Text block:
********
The following example uses sort. Given a set of docking scores for 10 poses, find which poses have the top three scores. Here's a solution using the so-called decorate-sort-undecorate paradigm:
# Decorate ("stick your data in a tuple with other stuff")
tmp = [(x,i) for i,x in enumerate(pose_scores)]
# Sort (uses the items in the first position of the tuple)
# Undecorate ("get your data back out of the tuple")
top_poses = [z[1] for z in tmp]

print top_poses[:3]

Image credit: PanCa SatRio


Brad said...

Nice post. One small note on your last sorting example. The sort alone will get you the scores ordered from lowest to highest. Unless lower scores are better you will want to reverse the sorted list to get the top scores:

tmp = zip(scores, items)
tmp.sort() # lowest to highest
tmp.reverse() # highest to lowest
top_items = [z[1] for z in tmp][:3]

Can you tell I have pulled the worst things out of lists a number of times?


baoilleach said...

Me too, Brad, obviously :-) I've corrected the code.

Paddy3118 said...
********
Extracted material:
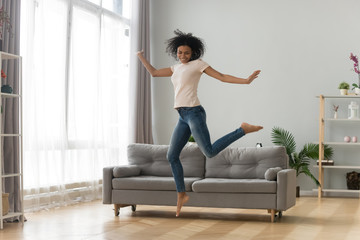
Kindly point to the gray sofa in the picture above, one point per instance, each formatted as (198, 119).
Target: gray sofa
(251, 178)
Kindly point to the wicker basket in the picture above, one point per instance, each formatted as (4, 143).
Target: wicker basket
********
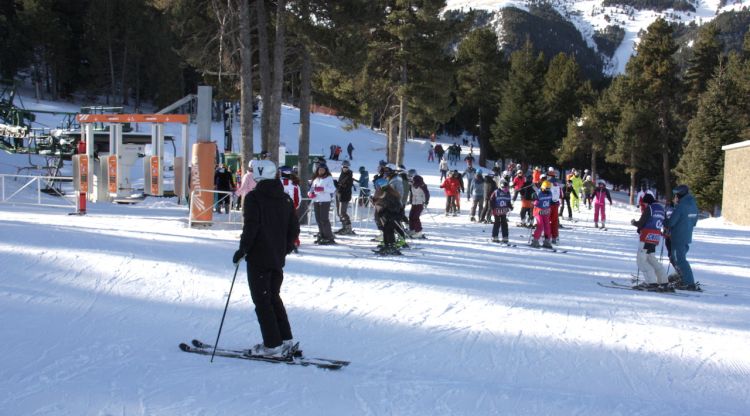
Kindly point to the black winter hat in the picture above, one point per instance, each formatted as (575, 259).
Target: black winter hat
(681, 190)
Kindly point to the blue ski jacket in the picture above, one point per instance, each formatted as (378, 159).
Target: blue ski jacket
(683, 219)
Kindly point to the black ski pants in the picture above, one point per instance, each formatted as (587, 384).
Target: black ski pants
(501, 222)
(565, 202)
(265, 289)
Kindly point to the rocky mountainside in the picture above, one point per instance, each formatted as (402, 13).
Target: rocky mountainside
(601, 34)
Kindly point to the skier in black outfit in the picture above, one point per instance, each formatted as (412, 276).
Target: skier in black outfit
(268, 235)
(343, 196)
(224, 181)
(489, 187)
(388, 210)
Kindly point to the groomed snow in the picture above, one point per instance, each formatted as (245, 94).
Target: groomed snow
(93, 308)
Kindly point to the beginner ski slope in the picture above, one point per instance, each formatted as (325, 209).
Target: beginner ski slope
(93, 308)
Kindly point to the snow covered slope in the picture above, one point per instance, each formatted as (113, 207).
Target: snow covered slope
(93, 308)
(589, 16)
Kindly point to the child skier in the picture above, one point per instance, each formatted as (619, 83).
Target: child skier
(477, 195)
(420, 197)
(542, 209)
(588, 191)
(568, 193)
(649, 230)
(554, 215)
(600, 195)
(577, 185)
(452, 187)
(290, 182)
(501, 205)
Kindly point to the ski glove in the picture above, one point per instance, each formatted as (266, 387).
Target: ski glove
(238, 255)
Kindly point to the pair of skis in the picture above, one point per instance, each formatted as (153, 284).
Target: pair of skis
********
Write what comes next in the discussion of sorting docking scores in Python, starting after its last line. These records have no connection to the Python sorting discussion.

Two points Noel:

You might want to use izip instead of zip for longer lists to save memory.

Decorate-sort-undecorate can be a lot easier as sort and sorted now have the key argument

baoilleach said...

Thanks for the comments, Paddy3118.

I know that "key" was added for just this reason, but using operator.itemgetter(1) does not make things easier in my book, only more complicated (and this article was aimed more at beginners than Python ninjas). On the other hand, I have found "key" useful for sorting strings, with something like key=str.lower().

Paddy3118 said...

Unless its needed for speed, I too don't like going to the expense of importing itemgetter for one sort, and often use:

key=lambda x: x[3]

or whatever :-)

- Paddy.